* _RECORDS FOR THIS EXERCISE_
===============
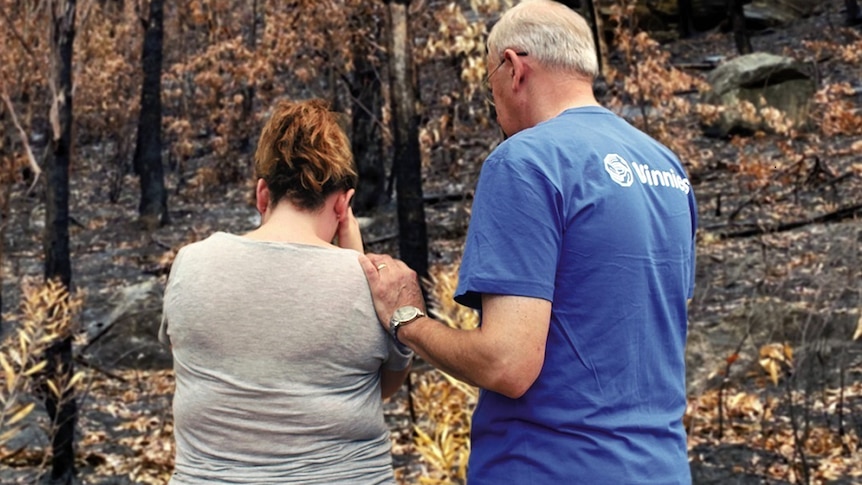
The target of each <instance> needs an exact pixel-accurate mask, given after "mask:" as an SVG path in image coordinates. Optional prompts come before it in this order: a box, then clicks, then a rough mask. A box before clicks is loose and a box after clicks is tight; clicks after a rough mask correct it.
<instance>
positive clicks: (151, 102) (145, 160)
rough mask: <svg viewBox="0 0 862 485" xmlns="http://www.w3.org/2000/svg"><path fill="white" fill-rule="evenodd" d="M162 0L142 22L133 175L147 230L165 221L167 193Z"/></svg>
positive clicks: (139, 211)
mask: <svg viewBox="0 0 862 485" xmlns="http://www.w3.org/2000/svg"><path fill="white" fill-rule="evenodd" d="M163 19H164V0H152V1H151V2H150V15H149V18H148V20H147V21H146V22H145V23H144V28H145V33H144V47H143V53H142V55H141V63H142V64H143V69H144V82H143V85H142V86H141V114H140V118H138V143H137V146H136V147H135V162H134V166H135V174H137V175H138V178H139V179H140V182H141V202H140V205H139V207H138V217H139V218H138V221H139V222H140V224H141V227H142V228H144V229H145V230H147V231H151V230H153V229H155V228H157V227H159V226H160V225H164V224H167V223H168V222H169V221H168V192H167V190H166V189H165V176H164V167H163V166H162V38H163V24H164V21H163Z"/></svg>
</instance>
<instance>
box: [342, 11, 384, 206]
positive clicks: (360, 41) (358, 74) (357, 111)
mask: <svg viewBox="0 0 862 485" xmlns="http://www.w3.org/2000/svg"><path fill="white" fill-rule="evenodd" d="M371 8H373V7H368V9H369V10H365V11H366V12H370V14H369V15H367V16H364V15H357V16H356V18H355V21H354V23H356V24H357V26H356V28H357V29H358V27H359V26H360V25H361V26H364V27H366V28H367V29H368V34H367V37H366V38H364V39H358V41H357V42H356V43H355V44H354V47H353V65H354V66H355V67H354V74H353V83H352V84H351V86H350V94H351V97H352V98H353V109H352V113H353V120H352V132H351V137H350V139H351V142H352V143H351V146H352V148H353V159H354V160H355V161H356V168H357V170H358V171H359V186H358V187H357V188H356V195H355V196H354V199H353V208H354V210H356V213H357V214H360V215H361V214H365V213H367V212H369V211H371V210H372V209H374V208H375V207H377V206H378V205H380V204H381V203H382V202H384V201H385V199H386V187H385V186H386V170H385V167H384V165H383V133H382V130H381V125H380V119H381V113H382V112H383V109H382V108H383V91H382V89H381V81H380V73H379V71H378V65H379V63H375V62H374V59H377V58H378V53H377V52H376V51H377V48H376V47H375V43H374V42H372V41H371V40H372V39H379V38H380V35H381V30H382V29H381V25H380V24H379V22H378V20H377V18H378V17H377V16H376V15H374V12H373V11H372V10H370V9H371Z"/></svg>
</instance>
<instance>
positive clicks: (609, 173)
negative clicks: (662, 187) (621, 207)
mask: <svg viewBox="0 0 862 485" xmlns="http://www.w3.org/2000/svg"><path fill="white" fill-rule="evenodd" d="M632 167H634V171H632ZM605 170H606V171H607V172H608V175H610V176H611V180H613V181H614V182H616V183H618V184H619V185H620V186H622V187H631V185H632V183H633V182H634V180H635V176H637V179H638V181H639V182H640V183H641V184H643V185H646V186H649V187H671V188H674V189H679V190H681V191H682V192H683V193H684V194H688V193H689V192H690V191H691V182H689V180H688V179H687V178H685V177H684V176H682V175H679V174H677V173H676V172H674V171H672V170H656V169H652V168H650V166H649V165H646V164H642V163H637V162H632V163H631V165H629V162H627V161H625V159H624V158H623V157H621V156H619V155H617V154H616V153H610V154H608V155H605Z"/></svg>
===============
* _EXERCISE BRIEF_
Recast the records, from their start through the line containing "positive clicks: (151, 102) (145, 160)", as a Markdown table with the columns Row and Line. Give each line a row number, skip blank lines, and leave the pictures out.

* _TASK RESULT_
| Row | Line |
|---|---|
| 1 | The target of each <instance> needs an exact pixel-accurate mask, given after "mask:" as an SVG path in image coordinates. Optional prompts come before it in this order: a box, then clicks, then a rough mask. A box before clicks is loose and a box after clicks is tight; clicks after a rough mask correct it. |
| 2 | <instance> |
| 3 | positive clicks: (151, 102) (145, 160) |